[ЗАДАНИЕ 1]
Выпишите без изменений фрагмент текста о средневековых женщинах-воительницах, начиная со слов «В Средние века» и заканчивая словами «выступить его заместителем.» включительно.
[ЗАДАНИЕ 2]
Продолжите текст о средневековых женщинах-воительницах, начав сразу после его последнего предложения.

В числе женщин, которые действительно принимали участие в боевых действиях, называют некую Элеану, которая якобы носила полный доспех и владела копьем и боевой секирой; Иду Австрийскую, пропавшую без вести в битве при Гераклее; Жанну де Монфор, которая сражалась в Бретани, «в доспехах с ног до головы, на прекрасном боевом коне… у нее был острый меч, которым она рубила с превеликой смелостью»; Изабеллу де Конш, еще одну женщину из рода Монфоров (дочь Симона де Монфора), которая «разъезжала вооруженная среди прочих рыцарей… щедрая, смелая и веселая» (ее сравнивали с амазонками и легендарной Камиллой из «Энеиды»). Шестнадцатилетняя Жанна Лэнь по прозвищу Ашет («Секира») в 1472 г. дралась на стенах осажденного бургундцами Бовэ.

Есть в хрониках упоминания о женщинах, пол которых был обнаружен лишь после их гибели в бою или пленения. Есть упоминания о простолюдинках, погибавших на поле боя, особенно во время восстаний против короля или местного сеньора (в Англии, Шотландии, Франции, Фландрии…).

В Средние века женщинам доводилось командовать вооруженными отрядами и участвовать в военных и политических интригах. И это не так уж удивительно, если вспомнить, что средневековая женщина практически из любого сословия должна была обладать не меньшим запасом знаний и умений, чем мужчина, для того, чтобы при необходимости достойно продолжить дело мужа или выступить его заместителем.

Хотя женщины, принимая командование, поступали точно так же, как поступили бы их братья и мужья, хронисты гораздо чаще склонны были называть их «хитрыми», «кровожадными», «жестокими». Так, например, аттестовали Матильду Тосканскую (1046-1115), которая поддерживала военной силой папу Григория VII против императора Генриха IV во время борьбы за инвеституру, и Матильду Английскую (1102-67), наследницу Генриха I, которая посылала в бой войска против своего кузена и соперника – короля Стефана. Есть и другие примеры женщин-командующих – Эрменгарда Нарбоннская (ум. в 1192 г.) сражалась на юге Франции против сына Матильды, английского короля Генриха II, и защищала собственные земли в бесчисленных местных междоусобицах. Гильдинхильд Каталонская в 1026 г. силой вернула себе отнятые у нее земли и сумела организовать их оборону. София Баварская в 1129 г. осадила замок Фалькенштейн от имени собственного брата, который в это время был занят, помогая своему сюзерену штурмовать замок Шпейер – что характерно, также обороняемый женщиной, Агнес Саарбрюке.

[ЛИСТИНГ]
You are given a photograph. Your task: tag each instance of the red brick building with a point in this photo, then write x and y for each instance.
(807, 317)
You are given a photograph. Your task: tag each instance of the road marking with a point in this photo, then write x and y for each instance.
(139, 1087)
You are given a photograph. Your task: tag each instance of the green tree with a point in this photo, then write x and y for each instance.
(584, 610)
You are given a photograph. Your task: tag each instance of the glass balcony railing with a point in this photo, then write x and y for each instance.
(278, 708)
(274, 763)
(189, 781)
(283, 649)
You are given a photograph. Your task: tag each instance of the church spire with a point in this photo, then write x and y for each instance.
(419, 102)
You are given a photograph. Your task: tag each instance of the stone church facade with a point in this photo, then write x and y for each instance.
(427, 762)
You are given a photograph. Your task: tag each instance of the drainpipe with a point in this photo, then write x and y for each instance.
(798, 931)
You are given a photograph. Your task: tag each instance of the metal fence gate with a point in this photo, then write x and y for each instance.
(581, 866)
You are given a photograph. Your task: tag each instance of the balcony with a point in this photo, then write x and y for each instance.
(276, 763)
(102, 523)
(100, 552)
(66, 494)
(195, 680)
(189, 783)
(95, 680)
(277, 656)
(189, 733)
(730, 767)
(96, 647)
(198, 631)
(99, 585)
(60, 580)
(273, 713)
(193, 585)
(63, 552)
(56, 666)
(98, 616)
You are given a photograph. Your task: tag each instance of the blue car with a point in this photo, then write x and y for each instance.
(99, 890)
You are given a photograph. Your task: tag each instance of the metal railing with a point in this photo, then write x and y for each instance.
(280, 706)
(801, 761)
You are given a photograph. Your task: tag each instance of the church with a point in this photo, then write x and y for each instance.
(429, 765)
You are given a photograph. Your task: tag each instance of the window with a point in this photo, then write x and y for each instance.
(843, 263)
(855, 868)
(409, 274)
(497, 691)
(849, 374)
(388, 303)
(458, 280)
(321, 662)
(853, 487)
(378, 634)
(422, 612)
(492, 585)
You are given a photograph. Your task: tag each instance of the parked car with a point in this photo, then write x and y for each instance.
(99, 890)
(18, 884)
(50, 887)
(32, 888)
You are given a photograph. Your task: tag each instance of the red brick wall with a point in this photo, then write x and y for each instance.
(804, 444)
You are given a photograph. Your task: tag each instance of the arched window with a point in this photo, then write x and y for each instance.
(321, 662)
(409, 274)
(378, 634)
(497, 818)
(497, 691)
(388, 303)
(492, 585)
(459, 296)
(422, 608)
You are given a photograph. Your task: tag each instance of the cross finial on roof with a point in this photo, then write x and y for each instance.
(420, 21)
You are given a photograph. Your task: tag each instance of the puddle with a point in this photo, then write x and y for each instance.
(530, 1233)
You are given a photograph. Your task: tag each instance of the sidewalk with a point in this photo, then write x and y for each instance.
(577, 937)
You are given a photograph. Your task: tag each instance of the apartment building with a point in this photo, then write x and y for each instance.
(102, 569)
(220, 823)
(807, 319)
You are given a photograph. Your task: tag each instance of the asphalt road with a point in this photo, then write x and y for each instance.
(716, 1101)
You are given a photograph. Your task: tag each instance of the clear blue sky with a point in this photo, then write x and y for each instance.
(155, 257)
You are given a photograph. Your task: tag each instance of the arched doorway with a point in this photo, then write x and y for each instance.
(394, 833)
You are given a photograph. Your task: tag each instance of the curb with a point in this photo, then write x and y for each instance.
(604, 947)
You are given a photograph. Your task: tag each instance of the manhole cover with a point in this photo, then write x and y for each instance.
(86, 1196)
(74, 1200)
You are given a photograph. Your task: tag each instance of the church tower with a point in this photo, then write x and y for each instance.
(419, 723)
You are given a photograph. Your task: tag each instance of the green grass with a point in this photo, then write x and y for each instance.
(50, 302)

[ИТОГОВЫЙ ОТВЕТ 1]
В Средние века женщинам доводилось командовать вооруженными отрядами и участвовать в военных и политических интригах. И это не так уж удивительно, если вспомнить, что средневековая женщина практически из любого сословия должна была обладать не меньшим запасом знаний и умений, чем мужчина, для того, чтобы при необходимости достойно продолжить дело мужа или выступить его заместителем.

[ИТОГОВЫЙ ОТВЕТ 2]
Женщинам зачастую приходилось организовывать оборону собственных земель – или замков сюзерена. «Черная Агнес» (Агнес Рэндольф, графиня Данбар) защищала замок Данбар в Шотландии (1338) против Эдуарда III; Николь де ла Хэй – женщина-шериф – дважды удерживала линкольнский замок, сначала от имени короля Джона, а затем – Генриха III. Знаменитая Мод (Матильда) де Браоз («леди Хэй», 1155-1210) поддерживала политические амбиции своего супруга, активно воевавшего с Уэльсом, - и в 1198 году обороняла замок Пейн от мощной атаки валлийцев, возглавляемых принцем Гвенвивином. Она успешно давала противнику отпор в течение трех недель, пока не подоспело подкрепление. Местные жители прозвали Пейн «замком Матильды»; местная легенда гласила, что, узнав о готовящемся нападении валлийцев, Мод де Браоз за ночь одной рукой надстроила стены до необходимой высоты, нося камни в переднике. Видимо, легенда возникла не на пустом месте, и Мод действительно отличалась недюжинной силой и здоровьем. Свидетельством тому, в том числе, шестнадцать детей, которых «леди Хэй» родила мужу, после чего сохранила достаточно сил для активной жизни и деятельного противостояния королю Джону, которое, увы, завершилось трагически (Мод вместе со своим старшим сыном была взята в плен и по приказу Джона уморена голодом в замке Корф).

Впрочем, участие в осадах для женщин было нормой – если они и не брались за оружие, в помощь мужьям и братьям, то, во всяком случае, швыряли в осаждающих камни, лили сверху кипяток и смолу, помогали заделывать бреши, носили воду, чтобы стоявшие на стене солдаты не страдали от жажды.

Специалисты по церковному праву спорили, «засчитываются» ли обеты, принесенные женщинами-крестоносцами. Поначалу эти обеты безусловно принимались, с оговоркой, что женщине негоже сражаться; подобный обет приравнивался к обету обыкновенного пилигрима. В конце XII в. специальные постановления стали воспрещать безоружным лицам обоего пола сопровождать военные экспедиции. Если женщины все-таки принимали крест, те из них, кто располагал средствами или собственными вассалами, обычно брали с собой отряд рыцарей, и воспретить им это значило бы лишить крестовые походы столь необходимого военного подспорья. Юридические дебаты шли, в основном, вокруг вопроса, можно ли женщинам в принципе принимать крест и не требуется ли для этого разрешения супруга. Знатные паломницы не раз приводили в Святую Землю целые отряды, а иногда даже командовали ими, в том числе по прямому требованию церковных властей и духовных наставников. Так, в XIV в. Екатерина Сиенская убедила неаполитанскую королеву Жанну лично возглавить экспедицию в Святую Землю.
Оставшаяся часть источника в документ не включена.